> [Direction]: Convert every line of the data below into a numbered list, omitting any blank lines. Leave the pictures out of your answer.

=== Dataset records ===

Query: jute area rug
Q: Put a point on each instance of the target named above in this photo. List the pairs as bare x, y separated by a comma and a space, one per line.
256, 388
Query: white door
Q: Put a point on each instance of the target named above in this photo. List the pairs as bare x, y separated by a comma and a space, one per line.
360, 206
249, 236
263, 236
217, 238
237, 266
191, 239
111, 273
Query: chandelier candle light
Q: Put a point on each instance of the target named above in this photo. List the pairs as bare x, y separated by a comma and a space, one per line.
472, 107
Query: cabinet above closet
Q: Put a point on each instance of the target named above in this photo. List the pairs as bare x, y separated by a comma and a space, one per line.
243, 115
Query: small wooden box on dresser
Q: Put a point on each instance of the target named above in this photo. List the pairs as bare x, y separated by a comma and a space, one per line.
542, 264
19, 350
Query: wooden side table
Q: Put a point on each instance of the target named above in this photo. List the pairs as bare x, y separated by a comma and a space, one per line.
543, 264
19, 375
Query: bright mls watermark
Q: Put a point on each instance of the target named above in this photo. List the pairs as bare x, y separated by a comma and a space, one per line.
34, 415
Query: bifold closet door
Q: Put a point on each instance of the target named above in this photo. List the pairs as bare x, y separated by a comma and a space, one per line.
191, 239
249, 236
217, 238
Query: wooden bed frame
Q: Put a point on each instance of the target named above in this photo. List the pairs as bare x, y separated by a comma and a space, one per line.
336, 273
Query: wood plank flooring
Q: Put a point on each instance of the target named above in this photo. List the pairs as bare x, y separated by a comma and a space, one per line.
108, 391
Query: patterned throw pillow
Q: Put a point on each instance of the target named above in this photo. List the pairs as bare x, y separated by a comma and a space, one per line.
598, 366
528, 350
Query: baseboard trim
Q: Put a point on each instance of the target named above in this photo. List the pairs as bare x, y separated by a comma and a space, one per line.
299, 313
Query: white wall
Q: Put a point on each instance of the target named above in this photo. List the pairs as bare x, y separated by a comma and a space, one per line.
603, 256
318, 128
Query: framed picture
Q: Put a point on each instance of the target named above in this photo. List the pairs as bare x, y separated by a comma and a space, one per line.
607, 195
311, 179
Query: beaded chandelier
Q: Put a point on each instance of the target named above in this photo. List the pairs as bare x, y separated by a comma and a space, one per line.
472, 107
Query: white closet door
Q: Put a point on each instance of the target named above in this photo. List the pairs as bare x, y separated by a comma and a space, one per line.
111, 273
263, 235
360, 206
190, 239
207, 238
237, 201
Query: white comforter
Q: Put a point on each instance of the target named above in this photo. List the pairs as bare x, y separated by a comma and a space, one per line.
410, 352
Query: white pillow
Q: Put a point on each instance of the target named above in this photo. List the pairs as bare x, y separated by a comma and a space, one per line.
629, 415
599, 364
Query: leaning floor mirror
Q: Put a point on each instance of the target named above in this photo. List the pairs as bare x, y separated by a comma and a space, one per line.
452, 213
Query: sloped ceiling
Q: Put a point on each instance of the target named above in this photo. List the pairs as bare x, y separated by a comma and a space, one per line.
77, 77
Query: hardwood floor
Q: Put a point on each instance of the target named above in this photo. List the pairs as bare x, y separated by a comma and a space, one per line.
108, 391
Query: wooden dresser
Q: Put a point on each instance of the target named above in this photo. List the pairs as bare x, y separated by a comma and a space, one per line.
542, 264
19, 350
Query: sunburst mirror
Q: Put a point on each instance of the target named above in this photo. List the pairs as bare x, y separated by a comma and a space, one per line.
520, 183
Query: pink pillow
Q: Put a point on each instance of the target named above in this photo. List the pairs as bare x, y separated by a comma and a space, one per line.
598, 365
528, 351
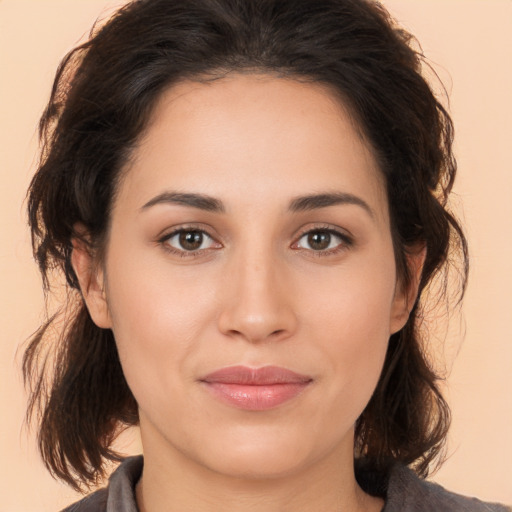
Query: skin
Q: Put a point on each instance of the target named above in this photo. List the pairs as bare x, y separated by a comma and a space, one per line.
256, 294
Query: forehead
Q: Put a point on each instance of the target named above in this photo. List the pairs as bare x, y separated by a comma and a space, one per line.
274, 137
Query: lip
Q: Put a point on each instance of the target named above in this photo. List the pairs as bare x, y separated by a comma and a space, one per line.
255, 389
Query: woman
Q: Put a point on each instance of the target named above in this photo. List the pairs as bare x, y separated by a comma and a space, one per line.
247, 199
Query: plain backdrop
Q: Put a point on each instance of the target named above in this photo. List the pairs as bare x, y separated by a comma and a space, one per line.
469, 43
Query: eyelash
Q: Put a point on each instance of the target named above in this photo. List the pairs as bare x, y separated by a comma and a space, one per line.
346, 242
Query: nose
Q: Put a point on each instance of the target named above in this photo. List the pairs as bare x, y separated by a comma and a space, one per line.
258, 305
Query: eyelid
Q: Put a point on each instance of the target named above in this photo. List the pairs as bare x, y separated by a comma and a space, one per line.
347, 240
169, 233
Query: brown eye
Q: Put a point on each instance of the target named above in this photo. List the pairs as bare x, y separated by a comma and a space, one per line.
191, 240
319, 240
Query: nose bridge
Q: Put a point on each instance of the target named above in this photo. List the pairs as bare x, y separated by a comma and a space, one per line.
258, 307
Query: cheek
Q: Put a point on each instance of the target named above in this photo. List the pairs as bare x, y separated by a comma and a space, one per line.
158, 320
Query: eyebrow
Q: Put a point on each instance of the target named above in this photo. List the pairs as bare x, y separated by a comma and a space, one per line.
298, 204
199, 201
323, 200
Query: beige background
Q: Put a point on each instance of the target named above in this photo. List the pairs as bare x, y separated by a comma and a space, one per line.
470, 43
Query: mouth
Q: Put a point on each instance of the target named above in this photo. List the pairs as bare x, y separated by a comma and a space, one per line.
255, 389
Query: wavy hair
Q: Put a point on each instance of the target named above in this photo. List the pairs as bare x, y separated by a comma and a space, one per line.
101, 101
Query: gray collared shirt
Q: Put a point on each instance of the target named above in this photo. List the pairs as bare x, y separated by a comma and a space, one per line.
403, 492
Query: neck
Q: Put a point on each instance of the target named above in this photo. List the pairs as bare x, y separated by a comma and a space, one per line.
171, 482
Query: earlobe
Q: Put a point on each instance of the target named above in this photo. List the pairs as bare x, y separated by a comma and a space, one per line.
91, 280
405, 296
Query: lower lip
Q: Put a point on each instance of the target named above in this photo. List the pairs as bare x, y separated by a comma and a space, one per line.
256, 397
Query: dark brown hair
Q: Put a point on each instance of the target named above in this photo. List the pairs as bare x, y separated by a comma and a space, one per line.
102, 98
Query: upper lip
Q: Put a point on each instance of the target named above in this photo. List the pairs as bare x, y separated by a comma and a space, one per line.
266, 375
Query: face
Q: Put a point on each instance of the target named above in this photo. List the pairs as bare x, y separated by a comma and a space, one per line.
249, 276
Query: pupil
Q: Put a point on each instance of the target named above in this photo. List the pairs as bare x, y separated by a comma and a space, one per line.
319, 240
191, 240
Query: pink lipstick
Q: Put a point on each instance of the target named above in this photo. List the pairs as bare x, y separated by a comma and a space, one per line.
255, 389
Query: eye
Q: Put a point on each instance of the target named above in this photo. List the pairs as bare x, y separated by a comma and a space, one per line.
322, 240
189, 240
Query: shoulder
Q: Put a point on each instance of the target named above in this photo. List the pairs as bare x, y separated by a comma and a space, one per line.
408, 493
119, 495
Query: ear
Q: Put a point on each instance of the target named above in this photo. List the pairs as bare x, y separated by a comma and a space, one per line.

===

> [Answer for this exercise]:
1. Query: jute area rug
2. Q: Put a point on each instance of the target named above in this photo. List the pairs as bare x, y separated by a comma and a space, one per line.
3. 256, 388
4. Query: white door
5. Q: Put a point on each instance of the target named above in this photo. List the pairs as bare x, y separated by a comma and a space, one per line.
6. 360, 206
7. 249, 236
8. 263, 236
9. 217, 238
10. 237, 266
11. 191, 239
12. 111, 273
13. Query: chandelier candle light
14. Q: Put a point on each instance of the target named above in this photo. List the pairs as bare x, y separated by a comma and a space, one per line.
15. 472, 107
16. Query: cabinet above closet
17. Q: Put a point on each instance of the target named above in this photo. List the pairs as bare x, y separated by a comma and a space, one per line.
18. 243, 115
19. Query: small wooden box on dresser
20. Q: Put a point on each instance of the target named above in this photo. List the pairs as bare x, y separated by a comma and a space, one per line.
21. 542, 264
22. 19, 350
23. Query: wooden side table
24. Q: Put a point on each instance of the target named above in this photo. List the pairs as bare x, y separated by a comma and a space, one per line.
25. 543, 264
26. 19, 375
27. Query: bright mls watermark
28. Q: Put a point on each instance of the target named above in this photo. List the pairs as bare x, y separated by a comma and a space, one per line.
29. 34, 415
30. Query: bifold closet door
31. Q: Put a point on each instance of the target named above in this photo. List the pairs as bare x, y separated by a comma and a space, one per line.
32. 191, 239
33. 249, 236
34. 217, 238
35. Query: wooden bed frame
36. Q: Put a point on each instance of the target named above in this photo. List the pairs as bare x, y separated by a comma and a space, one per line.
37. 336, 273
38. Query: wood plank flooring
39. Q: Put a point on each instance of the target named above in this photo. List the pairs as bare x, y separated by a comma and a space, one per line.
40. 108, 391
41. Query: patterned throw pillow
42. Q: Put a point on each instance of the target named above in this photo. List the pairs as bare x, y separated by a comma and a space, one per line.
43. 598, 366
44. 528, 350
45. Query: baseboard trim
46. Q: Put a point on each instance of the target named above in this photo. List the pairs as bare x, y separated by a comma and a space, one per line.
47. 299, 313
48. Query: white wall
49. Q: Put a point on each instance of the target named above in this photo. List the pairs as bare x, y separated by a comma and a space, one per line.
50. 603, 256
51. 318, 128
52. Query: framed picture
53. Q: Put a point on each instance of the target named above in this photo. List the pairs as bare x, y separated by a comma and a space, one per line.
54. 607, 195
55. 311, 179
56. Query: beaded chandelier
57. Q: Put a point on each instance of the target named above in this photo. List the pairs as bare x, y separated by a comma and a space, one per line.
58. 472, 107
59. Query: white closet door
60. Q: Put a point on each instance of the target named above in this photo. List the pairs as bare x, y separated by a comma and a space, one per line.
61. 111, 273
62. 263, 235
63. 360, 206
64. 190, 239
65. 207, 238
66. 237, 201
67. Query: white comforter
68. Q: Put a point on each instance of the target named above in this photo. List the pairs as bare x, y separated by a comma and a space, one per line.
69. 410, 352
70. Query: white pillow
71. Q: Put a point on each instance of the target named above in this photo. List the pairs as bare x, y separated by a comma and a space, one per line.
72. 629, 415
73. 599, 364
74. Query: leaning floor mirror
75. Q: Put a point on each instance of the target named above in this photo. List the pairs as bare x, y separated by a comma and a space, one per line.
76. 452, 213
77. Query: sloped ceiling
78. Q: Put a point on each instance of the target named above in this photo. List the pairs as bare x, y separated by a comma and a space, one per line.
79. 77, 77
80. Query: hardwood floor
81. Q: Put a point on each instance of the target named above in this photo. List the pairs as bare x, y separated by a comma and a space, one per line.
82. 108, 391
83. Query: wooden dresser
84. Q: Put a point on each instance of the target named above in this photo. List the pairs as bare x, y separated by a comma and a space, one per line.
85. 542, 264
86. 19, 350
87. Query: sunburst mirror
88. Q: Put a point on each instance of the target named above in this photo. List the pairs as bare x, y separated by a comma and a space, one per line.
89. 520, 183
90. Query: pink pillow
91. Q: Put a point on each instance of the target named above in this photo. List the pairs as bare x, y separated by a comma and a space, one per line.
92. 598, 365
93. 528, 351
94. Query: skin
95. Q: Put a point on each instance of the target named above in this photo. List the pairs as bare x, y separated by a comma and a space, one per line.
96. 256, 294
97. Query: forehead
98. Q: Put a point on each instance of the target named above in this photo. List the pairs as bare x, y separated by a comma and a space, one per line.
99. 274, 137
100. Query: lip
101. Q: Put a point on each instance of the target named above in this photo. List the pairs as bare x, y separated by a comma and a space, one per line.
102. 255, 389
103. Query: woman
104. Q: Put a point on each instance of the target named above in this photo. List the pairs as bare x, y separated by a comma and a space, one per line.
105. 247, 199
106. Query: plain backdrop
107. Q: Put a point on each instance of the target named above in this photo. List the pairs as bare x, y separated by a comma and a space, one per line.
108. 469, 43
109. Query: eyelash
110. Q: Put a point on each instance of the target named above in this photo. List the pairs as bare x, y separated by a comma and a space, one per line.
111. 346, 242
112. Query: nose
113. Q: Put a point on each instance of the target named above in this photo. List the pairs as bare x, y separated by a comma and a space, one per line.
114. 258, 305
115. Query: eyelid
116. Q: Put a point on each instance of the target named above in this photo. List the pairs as bare x, y separated by a comma and a space, one per line.
117. 347, 240
118. 169, 233
119. Query: brown eye
120. Q: Put a point on each instance of the target named above in this photo. List the pairs as bare x, y separated by a comma and a space, one per line.
121. 191, 240
122. 319, 240
123. Query: nose bridge
124. Q: Put a point on each instance of the target named above in this photo. List the pairs as bare x, y separated by a comma and a space, one per line.
125. 258, 307
126. Query: cheek
127. Q: Put a point on each instance of the target named above in this photo. List the pairs as bare x, y separated by a comma and a space, one per line.
128. 158, 320
129. Query: eyebrow
130. Q: Put a point on each instance of the target named above in this photo. List the pairs as bare x, y separated by a comma and a space, one per line.
131. 298, 204
132. 199, 201
133. 323, 200
134. Query: beige background
135. Q: Put a point on each instance of the target named above in this photo. List the pairs as bare x, y separated by a comma and a space, one per line.
136. 470, 43
137. Query: mouth
138. Q: Put a point on each instance of the target named above in this photo. List the pairs as bare x, y separated by a comma and a space, one per line.
139. 255, 389
140. Query: wavy hair
141. Q: Put a point on each instance of the target named above in this photo. List the pairs as bare x, y separated by a comma and a space, one per line.
142. 101, 101
143. Query: gray collared shirt
144. Q: Put a point on each instance of the target named above in this photo. List the pairs as bare x, y separated by a comma and a space, one per line.
145. 403, 492
146. Query: neck
147. Q: Put a point on each instance of the target named above in this photo. List the pairs as bare x, y separated by a comma and a space, one per line.
148. 171, 482
149. Query: earlobe
150. Q: Put a point on each instance of the target named above in this photo. List the pairs as bare x, y separated by a comma and a space, one per line.
151. 91, 280
152. 405, 296
153. Query: lower lip
154. Q: Put a point on each instance of the target named above in this photo. List the pairs as bare x, y separated by a comma and a space, one per line.
155. 256, 397
156. Query: dark brown hair
157. Q: Put a point on each instance of the target named above in this photo. List the pairs as bare x, y separated by a comma and a space, one per line.
158. 102, 98
159. Query: upper lip
160. Q: Put a point on each instance of the target named above in this photo. List the pairs as bare x, y separated by a comma and a space, one per line.
161. 266, 375
162. Query: face
163. Q: Put a point on each instance of the target named above in this photo. List the pairs as bare x, y separated by a comma and a space, one per line.
164. 249, 276
165. Query: pupil
166. Q: Put a point on each instance of the target named above in this photo. List the pairs as bare x, y separated by a comma and a space, one per line.
167. 319, 240
168. 191, 240
169. Query: pink lipstick
170. Q: Put a point on each instance of the target named above in this photo. List the pairs as bare x, y separated by a comma and a space, one per line.
171. 255, 389
172. Query: eye
173. Q: Put a point on each instance of the target named above in this photo. List the pairs as bare x, y separated by a comma and a space, one per line.
174. 322, 240
175. 189, 240
176. Query: shoulder
177. Q: Put a point on each instance of the target named above in this photo. List the pairs as bare x, y separated by a comma and a space, one per line.
178. 408, 493
179. 119, 495
180. Query: ear
181. Q: Put a point on each instance of the target named above in this photo. List the pairs as bare x, y separated by a comma and a space, one per line.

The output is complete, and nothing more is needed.